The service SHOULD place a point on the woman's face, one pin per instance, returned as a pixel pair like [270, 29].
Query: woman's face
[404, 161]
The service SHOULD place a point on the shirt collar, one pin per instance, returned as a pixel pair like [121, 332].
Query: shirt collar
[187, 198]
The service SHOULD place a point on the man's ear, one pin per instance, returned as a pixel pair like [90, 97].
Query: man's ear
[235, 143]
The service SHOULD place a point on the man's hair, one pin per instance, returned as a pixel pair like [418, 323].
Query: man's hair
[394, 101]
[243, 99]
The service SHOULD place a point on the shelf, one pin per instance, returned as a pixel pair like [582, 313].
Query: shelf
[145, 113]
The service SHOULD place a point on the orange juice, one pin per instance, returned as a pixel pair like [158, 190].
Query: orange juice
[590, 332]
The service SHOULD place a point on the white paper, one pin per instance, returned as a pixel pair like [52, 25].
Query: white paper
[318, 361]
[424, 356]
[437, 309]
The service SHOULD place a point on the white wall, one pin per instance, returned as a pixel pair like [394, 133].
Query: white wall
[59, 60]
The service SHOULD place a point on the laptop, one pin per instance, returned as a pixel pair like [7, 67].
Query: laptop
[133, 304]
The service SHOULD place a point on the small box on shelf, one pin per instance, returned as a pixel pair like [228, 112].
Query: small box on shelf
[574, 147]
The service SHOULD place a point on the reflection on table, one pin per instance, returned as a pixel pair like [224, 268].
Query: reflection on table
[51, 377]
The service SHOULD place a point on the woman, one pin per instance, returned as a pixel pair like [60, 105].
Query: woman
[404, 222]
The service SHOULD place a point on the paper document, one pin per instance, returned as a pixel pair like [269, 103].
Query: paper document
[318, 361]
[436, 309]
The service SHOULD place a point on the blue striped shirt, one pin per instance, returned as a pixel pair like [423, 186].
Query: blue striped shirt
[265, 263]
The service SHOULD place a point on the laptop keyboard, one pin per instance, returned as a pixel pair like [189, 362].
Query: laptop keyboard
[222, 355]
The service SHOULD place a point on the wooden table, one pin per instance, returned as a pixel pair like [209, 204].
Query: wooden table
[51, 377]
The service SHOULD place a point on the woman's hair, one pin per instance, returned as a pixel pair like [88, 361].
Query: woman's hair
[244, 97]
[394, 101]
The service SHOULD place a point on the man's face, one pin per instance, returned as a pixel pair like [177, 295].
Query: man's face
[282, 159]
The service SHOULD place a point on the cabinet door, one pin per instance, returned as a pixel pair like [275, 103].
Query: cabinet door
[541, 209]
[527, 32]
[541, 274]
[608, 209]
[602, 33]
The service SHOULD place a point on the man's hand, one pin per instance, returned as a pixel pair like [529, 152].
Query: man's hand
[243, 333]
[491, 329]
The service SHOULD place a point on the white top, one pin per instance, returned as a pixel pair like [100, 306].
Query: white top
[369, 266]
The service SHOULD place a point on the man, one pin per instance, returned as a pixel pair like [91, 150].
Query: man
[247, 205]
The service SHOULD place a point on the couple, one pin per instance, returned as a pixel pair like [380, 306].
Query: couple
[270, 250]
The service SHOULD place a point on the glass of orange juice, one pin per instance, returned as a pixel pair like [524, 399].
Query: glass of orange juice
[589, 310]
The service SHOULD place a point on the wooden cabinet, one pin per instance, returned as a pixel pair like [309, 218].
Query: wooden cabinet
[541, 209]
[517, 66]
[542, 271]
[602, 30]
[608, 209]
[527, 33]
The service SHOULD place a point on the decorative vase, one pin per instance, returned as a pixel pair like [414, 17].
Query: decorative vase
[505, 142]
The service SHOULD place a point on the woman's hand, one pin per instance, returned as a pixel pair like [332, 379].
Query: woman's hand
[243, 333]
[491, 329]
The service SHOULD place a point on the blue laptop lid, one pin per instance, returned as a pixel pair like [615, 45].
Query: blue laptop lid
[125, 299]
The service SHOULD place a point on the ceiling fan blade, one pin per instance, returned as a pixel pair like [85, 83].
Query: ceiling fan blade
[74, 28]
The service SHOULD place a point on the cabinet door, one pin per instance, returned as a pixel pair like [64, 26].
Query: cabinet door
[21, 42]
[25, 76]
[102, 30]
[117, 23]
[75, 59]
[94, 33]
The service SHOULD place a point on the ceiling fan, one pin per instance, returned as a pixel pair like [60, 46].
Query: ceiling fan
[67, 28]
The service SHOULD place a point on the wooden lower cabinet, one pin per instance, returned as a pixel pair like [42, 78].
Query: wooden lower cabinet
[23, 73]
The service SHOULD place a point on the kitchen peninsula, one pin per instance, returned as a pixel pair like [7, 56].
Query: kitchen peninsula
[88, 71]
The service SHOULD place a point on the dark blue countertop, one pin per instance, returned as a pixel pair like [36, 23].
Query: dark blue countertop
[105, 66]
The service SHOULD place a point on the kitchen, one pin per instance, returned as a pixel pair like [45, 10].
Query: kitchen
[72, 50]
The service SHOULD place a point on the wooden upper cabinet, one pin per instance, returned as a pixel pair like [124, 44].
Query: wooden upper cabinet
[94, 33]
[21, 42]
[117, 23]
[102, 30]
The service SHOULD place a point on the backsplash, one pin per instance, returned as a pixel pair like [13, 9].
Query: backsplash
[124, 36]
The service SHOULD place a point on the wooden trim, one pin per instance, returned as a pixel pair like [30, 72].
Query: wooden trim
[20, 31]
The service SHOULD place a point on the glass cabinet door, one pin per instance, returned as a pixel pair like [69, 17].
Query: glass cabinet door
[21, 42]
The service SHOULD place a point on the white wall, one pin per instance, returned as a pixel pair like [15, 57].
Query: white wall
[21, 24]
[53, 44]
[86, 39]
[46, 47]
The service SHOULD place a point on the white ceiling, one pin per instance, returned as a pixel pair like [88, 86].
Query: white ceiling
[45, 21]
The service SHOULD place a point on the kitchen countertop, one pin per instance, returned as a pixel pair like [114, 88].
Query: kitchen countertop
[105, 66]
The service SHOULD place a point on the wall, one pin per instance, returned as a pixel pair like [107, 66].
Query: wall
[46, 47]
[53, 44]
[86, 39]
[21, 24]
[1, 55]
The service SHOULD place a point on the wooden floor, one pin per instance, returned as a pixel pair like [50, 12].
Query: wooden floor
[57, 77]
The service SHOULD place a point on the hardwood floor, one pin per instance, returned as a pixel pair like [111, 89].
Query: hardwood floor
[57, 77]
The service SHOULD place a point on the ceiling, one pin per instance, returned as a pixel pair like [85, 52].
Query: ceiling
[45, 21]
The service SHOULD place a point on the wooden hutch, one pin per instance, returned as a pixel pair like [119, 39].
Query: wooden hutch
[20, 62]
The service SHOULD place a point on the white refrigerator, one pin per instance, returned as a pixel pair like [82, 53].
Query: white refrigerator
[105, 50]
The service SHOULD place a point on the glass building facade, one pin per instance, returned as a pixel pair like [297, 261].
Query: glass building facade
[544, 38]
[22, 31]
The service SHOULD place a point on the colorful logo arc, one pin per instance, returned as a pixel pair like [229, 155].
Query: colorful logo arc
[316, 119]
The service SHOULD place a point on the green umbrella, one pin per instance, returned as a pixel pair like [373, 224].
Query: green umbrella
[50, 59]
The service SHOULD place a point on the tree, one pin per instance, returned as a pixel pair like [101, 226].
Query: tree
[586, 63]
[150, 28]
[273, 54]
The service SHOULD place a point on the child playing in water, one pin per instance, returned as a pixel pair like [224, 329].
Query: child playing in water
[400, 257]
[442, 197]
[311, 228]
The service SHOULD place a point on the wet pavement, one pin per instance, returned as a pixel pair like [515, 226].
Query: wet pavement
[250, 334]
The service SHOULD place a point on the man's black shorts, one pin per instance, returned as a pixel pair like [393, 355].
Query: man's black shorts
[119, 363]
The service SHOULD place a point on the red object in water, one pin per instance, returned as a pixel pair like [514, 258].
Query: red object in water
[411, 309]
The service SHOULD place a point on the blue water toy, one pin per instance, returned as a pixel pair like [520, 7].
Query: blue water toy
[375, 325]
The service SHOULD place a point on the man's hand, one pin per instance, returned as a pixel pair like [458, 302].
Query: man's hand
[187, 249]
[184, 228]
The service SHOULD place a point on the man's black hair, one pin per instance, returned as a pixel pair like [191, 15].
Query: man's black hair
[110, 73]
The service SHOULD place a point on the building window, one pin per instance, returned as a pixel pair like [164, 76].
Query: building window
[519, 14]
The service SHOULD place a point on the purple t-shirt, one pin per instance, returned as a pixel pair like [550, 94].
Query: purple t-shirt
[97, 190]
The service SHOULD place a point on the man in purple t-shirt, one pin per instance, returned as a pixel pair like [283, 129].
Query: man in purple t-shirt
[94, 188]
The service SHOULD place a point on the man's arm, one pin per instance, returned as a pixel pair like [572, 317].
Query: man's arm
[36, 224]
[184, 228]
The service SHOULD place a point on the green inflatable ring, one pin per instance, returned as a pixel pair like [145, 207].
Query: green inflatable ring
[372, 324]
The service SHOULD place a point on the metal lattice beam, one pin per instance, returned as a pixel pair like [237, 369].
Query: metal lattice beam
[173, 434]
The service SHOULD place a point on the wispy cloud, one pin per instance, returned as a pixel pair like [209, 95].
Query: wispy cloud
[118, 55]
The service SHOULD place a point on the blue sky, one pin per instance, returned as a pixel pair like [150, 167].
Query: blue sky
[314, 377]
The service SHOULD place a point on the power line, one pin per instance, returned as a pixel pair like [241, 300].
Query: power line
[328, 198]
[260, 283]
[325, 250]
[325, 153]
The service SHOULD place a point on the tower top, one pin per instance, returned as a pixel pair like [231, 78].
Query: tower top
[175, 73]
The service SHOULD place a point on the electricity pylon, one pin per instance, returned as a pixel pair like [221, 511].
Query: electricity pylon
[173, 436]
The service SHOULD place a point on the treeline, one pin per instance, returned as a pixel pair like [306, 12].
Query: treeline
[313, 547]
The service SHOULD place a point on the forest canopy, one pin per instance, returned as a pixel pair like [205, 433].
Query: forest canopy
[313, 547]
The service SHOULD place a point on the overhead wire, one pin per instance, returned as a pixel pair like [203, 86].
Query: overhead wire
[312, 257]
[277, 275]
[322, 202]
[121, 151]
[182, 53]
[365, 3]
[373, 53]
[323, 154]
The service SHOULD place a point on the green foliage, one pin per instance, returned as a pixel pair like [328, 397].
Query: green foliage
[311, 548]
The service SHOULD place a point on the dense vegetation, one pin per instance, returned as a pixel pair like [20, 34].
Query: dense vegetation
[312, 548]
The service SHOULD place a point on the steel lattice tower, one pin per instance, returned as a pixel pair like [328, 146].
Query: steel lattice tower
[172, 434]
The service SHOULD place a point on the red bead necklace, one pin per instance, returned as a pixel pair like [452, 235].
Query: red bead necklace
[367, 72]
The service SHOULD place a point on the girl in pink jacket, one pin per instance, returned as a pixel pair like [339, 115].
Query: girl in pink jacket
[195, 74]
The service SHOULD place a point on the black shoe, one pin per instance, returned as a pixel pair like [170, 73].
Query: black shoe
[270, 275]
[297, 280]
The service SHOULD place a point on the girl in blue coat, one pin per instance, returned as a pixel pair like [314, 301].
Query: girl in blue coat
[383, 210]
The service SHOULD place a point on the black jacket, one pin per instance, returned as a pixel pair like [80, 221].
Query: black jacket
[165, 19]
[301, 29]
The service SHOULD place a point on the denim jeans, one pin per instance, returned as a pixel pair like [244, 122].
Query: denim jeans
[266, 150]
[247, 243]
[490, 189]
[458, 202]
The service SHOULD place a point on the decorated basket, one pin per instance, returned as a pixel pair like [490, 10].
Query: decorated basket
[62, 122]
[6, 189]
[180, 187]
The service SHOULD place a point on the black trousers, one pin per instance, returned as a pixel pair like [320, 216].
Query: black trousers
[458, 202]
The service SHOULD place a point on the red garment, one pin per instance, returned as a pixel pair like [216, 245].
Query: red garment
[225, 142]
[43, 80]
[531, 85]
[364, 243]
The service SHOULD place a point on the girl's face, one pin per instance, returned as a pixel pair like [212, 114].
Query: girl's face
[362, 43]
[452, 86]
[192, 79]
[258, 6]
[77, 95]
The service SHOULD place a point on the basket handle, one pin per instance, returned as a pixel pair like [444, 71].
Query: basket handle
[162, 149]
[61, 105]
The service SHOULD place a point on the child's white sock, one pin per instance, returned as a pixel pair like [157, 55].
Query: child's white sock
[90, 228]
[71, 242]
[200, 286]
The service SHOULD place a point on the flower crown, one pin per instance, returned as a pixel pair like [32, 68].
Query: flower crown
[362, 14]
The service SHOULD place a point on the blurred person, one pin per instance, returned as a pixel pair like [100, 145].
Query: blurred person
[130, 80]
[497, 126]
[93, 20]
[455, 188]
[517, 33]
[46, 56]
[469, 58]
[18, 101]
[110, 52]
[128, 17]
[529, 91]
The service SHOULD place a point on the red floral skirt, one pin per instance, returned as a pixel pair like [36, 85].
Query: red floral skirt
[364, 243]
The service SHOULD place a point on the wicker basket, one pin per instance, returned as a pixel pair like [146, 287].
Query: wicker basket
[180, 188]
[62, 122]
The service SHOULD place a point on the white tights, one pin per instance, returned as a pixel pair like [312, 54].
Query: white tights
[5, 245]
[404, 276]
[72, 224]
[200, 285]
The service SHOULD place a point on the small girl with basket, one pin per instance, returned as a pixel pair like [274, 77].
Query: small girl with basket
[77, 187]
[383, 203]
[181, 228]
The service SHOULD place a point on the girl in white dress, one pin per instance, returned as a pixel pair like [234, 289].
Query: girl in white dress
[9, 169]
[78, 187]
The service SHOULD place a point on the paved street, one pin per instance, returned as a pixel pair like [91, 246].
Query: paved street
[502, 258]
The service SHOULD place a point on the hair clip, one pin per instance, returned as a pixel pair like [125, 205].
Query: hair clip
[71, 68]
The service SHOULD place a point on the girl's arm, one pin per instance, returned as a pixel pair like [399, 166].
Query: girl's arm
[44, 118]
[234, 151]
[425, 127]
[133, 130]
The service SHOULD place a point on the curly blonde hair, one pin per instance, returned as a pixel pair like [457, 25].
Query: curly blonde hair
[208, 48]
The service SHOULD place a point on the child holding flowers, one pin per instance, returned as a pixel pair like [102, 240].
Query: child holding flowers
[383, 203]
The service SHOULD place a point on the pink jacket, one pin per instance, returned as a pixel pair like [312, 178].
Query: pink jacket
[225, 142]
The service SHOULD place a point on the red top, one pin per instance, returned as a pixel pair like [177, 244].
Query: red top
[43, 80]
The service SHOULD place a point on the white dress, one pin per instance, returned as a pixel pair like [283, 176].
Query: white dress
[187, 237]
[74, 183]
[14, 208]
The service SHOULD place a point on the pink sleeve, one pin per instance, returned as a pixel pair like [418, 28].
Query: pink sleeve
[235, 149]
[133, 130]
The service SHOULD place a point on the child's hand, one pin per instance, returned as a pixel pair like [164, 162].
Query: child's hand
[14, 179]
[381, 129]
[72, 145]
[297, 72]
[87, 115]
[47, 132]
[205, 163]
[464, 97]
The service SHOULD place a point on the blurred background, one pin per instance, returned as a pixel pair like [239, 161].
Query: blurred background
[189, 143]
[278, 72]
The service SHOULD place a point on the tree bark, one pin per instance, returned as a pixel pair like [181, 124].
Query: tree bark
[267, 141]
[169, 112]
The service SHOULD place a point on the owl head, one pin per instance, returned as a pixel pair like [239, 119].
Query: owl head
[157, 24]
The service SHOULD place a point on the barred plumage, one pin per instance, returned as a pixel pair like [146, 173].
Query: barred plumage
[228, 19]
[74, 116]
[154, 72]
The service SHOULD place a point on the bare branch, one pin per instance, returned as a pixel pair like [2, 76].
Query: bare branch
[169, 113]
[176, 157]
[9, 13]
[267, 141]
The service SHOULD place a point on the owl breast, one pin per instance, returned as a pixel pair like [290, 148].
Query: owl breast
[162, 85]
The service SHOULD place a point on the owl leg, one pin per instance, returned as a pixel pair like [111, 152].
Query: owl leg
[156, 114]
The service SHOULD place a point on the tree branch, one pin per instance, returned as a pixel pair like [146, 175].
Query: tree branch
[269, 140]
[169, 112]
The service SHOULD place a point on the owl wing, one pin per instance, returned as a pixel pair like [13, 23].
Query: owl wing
_ _ _
→ Exercise goal: Leave out every line before the one containing "The service SHOULD place a point on the pink sleeve, one"; set down that line and all remaining lines of the material exactly.

→ The response:
The service SHOULD place a point on the pink sleeve, one pin per instance, returned as a pixel pair like [418, 28].
Query: pink sleeve
[235, 149]
[133, 130]
The service SHOULD place a point on the child's hand, one pin per instance, returned as a pixel pair like [164, 162].
Query: child's hand
[14, 179]
[381, 129]
[72, 145]
[297, 72]
[87, 115]
[47, 132]
[205, 163]
[464, 97]
The service SHOULD place a point on the blurred background, one pin per instance, returned as a pixel pair like [239, 161].
Query: blurred background
[189, 143]
[278, 72]
The service SHOULD place a point on the tree bark, one pin per instance, returned as a pixel pair like [181, 124].
Query: tree bark
[267, 141]
[169, 112]
The service SHOULD place a point on the owl head, one pin per instance, returned as a pixel pair like [239, 119].
Query: owl head
[157, 24]
The service SHOULD place a point on the barred plumage, one pin per instance, returned as a pixel pair like [146, 173].
Query: barred plumage
[228, 19]
[74, 116]
[154, 72]
The service SHOULD place a point on the bare branch, one pin per instance, returned as a pixel pair like [2, 76].
Query: bare branch
[169, 113]
[176, 157]
[9, 13]
[267, 141]
The service SHOULD place a point on the owl breast, one pin per instance, returned as a pixel pair like [290, 148].
Query: owl breast
[162, 85]
The service SHOULD place a point on the owl leg, one pin per instance, returned as a pixel pair like [111, 152].
Query: owl leg
[156, 114]
The service SHOULD place a point on the tree branch, one pin per instance, returned as a pixel pair like [146, 175].
Query: tree branch
[269, 140]
[169, 112]
The service SHOULD place a point on the owl wing, one pin per instance, returned as a pixel pair like [13, 23].
Query: owl wing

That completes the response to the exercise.